→ **AIM**: Repeat word for word the part of the NBA Foundation passage starting with "Formerly a W.K." and going on through "graduate HBCU students.".

→ **SOURCE EXCERPT**:
The NBA Foundation is a nonprofit organization established and initially funded by all 30 National Basketball Association teams. It’s focused on driving economic opportunity and empowerment in the Black community — with a particular focus on job readiness, skill training, job placement and career advancement for Black youth ages 14 to 24. When it got started, the foundation pledged an initial $300 million over the next decade. Each NBA team pledged to donate $1 million annually, or $30 million collectively every year, over those 10 years.

To do its work, the foundation taps a staff and star-studded board that includes NBA Commissioner Adam Silver, private equity titan Antony Ressler, and Michael Jeffrey Jordan himself.

When we last covered the NBA Foundation back in 2021, its work was just getting started. But what’s new with this sports foundation? How far along is it in its efforts to give away that pledged $300 million? And how does the foundation’s star-studded leadership influence its work? I recently spoke to Greg Taylor as well as Tobias Harris, Philadelphia 76ers star forward and NBA Foundation board member, to find out more.

“An amazing three years”

Formerly a W.K. Kellogg Foundation staff member and president and CEO of the Foundation for Newark’s Future, Greg Taylor joined the NBA family in 2013. He can’t believe how much time has flown by. “It's been an amazing three years, [and it’s] actually surprising to me to know that we're in our third-year anniversary,” Taylor said. Through a growing list of partners, the foundation has given away around $77 million, or about 26% of its $300 million commitment.

Taylor was excited to share more about some of the foundation’s initiatives, including its new HBCU Fellowship program, now in its second year, which aims to provide career development opportunities in the business of basketball for undergraduate and graduate HBCU students.

Fellows are selected by NBA teams and the league office to work within a variety of departments, including ticket sales, corporate partnerships, IT, social responsibility and marketing. The fellowship is paid and runs during the summer from June to August for 10 weeks. Count the NBA Foundation as another philanthropic supporter of HBCUs to note in recent years.

The fellowship so far works with 29 out of 102 total HBCUs in the U.S., and Taylor says the foundation wants to grow that number. The NBA Foundation explicitly wanted the fellowship to expand beyond the big four HBCUs of Hampton, Howard, Morehouse and Spelman. “We certainly have representation from those schools. But we know there’s talent at all HBCUs. These young people have been fantastic,” Taylor said. Near the end of the fellowship year, the fellowship is holding a close-out ceremony with its lead partner, Children’s Defense Fund, at Alex Haley Farm in Tennessee — a 157-acre farm that once belonged to the pioneering “Roots” author.

→ **RECORDED DATA**:
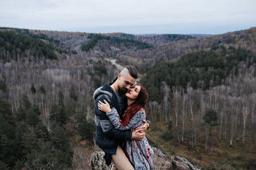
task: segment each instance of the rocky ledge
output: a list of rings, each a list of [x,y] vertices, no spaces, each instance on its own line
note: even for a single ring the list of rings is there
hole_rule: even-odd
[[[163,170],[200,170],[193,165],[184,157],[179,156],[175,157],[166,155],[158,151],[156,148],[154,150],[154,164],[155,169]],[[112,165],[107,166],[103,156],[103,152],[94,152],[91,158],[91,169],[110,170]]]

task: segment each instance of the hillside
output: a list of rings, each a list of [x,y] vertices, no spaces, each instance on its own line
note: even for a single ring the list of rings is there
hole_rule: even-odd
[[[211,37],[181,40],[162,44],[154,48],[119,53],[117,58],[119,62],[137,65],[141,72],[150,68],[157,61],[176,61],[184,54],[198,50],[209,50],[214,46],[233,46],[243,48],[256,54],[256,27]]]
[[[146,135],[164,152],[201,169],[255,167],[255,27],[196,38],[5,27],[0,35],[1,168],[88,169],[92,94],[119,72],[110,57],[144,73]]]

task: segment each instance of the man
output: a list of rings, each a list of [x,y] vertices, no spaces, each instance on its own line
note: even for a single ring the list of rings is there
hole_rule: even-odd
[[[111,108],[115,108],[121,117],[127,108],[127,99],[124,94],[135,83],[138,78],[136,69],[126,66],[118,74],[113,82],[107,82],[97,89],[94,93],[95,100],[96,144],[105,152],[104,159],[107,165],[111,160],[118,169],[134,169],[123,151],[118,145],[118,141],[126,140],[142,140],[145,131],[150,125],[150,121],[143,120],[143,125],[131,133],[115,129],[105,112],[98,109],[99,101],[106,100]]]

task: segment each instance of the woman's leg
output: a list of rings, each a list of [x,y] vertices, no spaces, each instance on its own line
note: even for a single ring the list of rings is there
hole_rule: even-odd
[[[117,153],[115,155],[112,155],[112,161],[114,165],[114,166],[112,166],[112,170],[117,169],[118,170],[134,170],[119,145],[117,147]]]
---
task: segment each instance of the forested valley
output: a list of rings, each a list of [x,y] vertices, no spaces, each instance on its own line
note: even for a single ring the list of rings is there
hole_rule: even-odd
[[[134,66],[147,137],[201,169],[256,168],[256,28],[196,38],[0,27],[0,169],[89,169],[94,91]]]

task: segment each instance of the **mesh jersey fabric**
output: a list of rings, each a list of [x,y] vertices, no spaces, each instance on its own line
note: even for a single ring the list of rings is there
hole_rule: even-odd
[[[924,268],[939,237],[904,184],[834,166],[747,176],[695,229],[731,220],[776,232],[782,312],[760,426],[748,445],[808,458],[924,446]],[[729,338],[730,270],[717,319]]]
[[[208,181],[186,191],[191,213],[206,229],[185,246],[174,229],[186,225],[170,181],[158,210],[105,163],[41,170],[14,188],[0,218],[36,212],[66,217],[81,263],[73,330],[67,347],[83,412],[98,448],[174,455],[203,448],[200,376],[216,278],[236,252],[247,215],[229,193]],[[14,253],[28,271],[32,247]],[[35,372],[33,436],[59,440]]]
--
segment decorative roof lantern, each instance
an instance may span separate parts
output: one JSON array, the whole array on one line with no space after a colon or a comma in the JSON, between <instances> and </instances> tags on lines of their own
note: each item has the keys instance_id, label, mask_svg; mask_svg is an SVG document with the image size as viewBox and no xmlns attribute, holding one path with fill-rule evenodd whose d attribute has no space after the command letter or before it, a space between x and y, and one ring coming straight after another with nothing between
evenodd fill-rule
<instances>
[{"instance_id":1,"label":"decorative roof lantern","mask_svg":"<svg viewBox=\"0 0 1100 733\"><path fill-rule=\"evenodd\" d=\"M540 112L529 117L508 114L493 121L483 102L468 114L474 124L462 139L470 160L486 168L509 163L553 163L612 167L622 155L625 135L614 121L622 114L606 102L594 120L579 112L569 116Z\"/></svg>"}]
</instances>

→ **TASK SOLUTION**:
Formerly a W.K. Kellogg Foundation staff member and president and CEO of the Foundation for Newark’s Future, Greg Taylor joined the NBA family in 2013. He can’t believe how much time has flown by. “It's been an amazing three years, [and it’s] actually surprising to me to know that we're in our third-year anniversary,” Taylor said. Through a growing list of partners, the foundation has given away around $77 million, or about 26% of its $300 million commitment.

Taylor was excited to share more about some of the foundation’s initiatives, including its new HBCU Fellowship program, now in its second year, which aims to provide career development opportunities in the business of basketball for undergraduate and graduate HBCU students.